__TRECHO DO TEXTO__
“A princípio, as pessoas tinham aceitado estarem isoladas do exterior como teriam aceitado qualquer outro inconveniente temporário que apenas perturbasse alguns dos seus hábitos. Mas, subitamente conscientes de uma espécie de sequestro, sob a tampa do céu em que o verão começava a crepitar, sentiam confusamente que esta reclusão lhes ameaçava toda a vida e, chegada a noite, a energia que recuperavam com o frescor lançava-os por vezes a atos de desespero”.
O trecho de “A Peste”, de Albert Camus, retrata bem a sensação que muitos começam a ter em meio ao isolamento radical. O apoio à medida vem caindo, segundo pesquisas, e não é para menos. Falta confiança nas previsões das autoridades, que sabem menos do que confessam. A exceção é o novo ministro da Saúde, que foi humilde ao admitir a ignorância. Seu antecessor preferia ficar adiando eternamente o pico da curva.
Muitos esquecem que o isolamento servia a um só intuito: achatar a curva e ganhar tempo. E nesse período, claro, construir novos leitos hospitalares. O que tem sido feito muito aquém da velocidade necessária. Os “isolacionistas” ignoram tudo isso e colocam na conta do presidente a contagem mórbida de cadáveres, sendo que ainda não falta leito no país. É como se o isolamento fosse uma panaceia para curar a doença, o que é absurdo.
Enquanto isso, é o sistema econômico que ameaça implodir. Nos Estados Unidos, país bem mais rico do que o Brasil, algo como 30 milhões de pessoas pediram seguro-desemprego nas últimas semanas. É uma quantidade sem qualquer precedente, mesmo considerando a Grande Depressão. O empreendedor Elon Musk chegou a clamar por libertação para salvar empregos e chamou de “fascistas” as medidas drásticas de isolamento.

__DADOS DE ORIGEM__
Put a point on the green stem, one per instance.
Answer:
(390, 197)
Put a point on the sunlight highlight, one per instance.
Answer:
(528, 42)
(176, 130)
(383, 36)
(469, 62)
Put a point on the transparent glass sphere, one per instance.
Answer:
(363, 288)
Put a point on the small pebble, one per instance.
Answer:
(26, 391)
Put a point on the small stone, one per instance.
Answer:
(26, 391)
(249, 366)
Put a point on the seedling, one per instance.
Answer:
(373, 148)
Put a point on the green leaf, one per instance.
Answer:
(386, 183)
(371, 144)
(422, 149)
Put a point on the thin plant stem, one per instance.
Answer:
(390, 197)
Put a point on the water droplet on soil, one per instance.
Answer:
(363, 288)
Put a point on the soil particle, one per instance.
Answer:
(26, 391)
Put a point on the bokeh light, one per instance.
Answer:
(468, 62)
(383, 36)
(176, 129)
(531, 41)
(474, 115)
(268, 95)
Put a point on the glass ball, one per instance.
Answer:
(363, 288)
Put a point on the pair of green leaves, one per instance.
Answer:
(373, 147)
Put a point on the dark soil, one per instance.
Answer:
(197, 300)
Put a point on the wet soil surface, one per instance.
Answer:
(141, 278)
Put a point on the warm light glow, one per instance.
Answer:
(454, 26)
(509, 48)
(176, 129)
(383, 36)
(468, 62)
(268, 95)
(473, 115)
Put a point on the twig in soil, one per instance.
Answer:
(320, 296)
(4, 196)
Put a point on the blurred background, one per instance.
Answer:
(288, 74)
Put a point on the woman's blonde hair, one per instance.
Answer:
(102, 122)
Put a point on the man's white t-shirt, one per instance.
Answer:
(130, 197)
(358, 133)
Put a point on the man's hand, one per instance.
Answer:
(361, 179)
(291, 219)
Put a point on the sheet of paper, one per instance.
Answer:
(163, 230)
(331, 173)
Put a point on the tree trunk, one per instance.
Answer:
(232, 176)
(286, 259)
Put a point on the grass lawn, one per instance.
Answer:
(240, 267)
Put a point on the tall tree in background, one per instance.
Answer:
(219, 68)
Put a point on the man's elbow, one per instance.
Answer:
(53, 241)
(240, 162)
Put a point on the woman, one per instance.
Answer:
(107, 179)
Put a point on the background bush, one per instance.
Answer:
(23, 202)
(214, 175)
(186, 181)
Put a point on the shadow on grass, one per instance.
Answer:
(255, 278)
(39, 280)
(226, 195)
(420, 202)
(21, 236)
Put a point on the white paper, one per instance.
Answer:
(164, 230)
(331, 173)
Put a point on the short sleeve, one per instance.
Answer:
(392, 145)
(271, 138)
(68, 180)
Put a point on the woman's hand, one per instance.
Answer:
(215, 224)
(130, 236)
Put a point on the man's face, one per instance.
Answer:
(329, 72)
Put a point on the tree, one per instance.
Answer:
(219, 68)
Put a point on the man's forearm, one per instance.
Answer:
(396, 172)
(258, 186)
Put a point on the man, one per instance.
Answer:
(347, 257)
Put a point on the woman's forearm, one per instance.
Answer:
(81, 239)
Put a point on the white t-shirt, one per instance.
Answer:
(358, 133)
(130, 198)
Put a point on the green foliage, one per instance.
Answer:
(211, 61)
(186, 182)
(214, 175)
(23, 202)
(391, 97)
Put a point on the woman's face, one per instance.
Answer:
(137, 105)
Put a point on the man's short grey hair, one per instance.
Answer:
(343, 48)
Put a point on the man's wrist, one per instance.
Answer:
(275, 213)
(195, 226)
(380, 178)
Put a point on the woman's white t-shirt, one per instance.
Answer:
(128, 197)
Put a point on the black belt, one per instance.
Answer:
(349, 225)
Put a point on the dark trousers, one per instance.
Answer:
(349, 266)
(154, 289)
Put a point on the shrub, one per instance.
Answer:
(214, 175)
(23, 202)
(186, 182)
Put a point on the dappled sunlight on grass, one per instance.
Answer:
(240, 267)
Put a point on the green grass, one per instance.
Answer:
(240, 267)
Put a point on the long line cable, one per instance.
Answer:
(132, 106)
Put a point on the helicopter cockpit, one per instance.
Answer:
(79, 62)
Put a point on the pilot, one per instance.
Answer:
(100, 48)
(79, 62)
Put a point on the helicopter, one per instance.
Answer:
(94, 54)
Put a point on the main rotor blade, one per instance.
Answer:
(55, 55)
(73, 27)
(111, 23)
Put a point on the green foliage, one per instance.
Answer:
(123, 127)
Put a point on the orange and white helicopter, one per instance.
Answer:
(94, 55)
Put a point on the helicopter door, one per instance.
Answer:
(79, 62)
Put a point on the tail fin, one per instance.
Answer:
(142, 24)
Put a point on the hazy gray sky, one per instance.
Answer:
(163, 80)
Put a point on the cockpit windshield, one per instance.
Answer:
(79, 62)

__TAREFA PROPOSTA__
Continue o texto sobre o isolamento social durante a pandemia, começando logo após a última frase apresentada.

__RESPOSTA__
Alguns podem achar que a palavra sequestro é exagerada para nossa realidade atual. Mas o empresário Abílio Diniz chegou a afirmar que a crise do coronavírus é pior do que o sequestro que sofreu. Os empresários, que criam riqueza e empregos, estão apreensivos com a situação, pois sabem do caos econômico que virá em breve. Enquanto isso, sem a devida robustez científica, muitos repetem apenas o mantra “fiquem em casa”, sendo que o desespero vai se alastrando pela sociedade.
Gente desesperada é sempre um perigo. Aumentam os casos de agressão doméstica, certamente teremos mais suicídios, infartos, surtos psiquiátricos e outras doenças como efeito desse confinamento angustiante. Em vez de destilar pânico e pregar um isolamento quase eterno, destruindo a economia no processo, talvez fosse o caso de exigir cautela e cuidados, mas enfrentando a vida – e o risco inerente a ela.
Não podemos sucumbir a essa peste do desespero. Isso leva à paralisia, não só da atividade produtiva, mas dos nossos espíritos!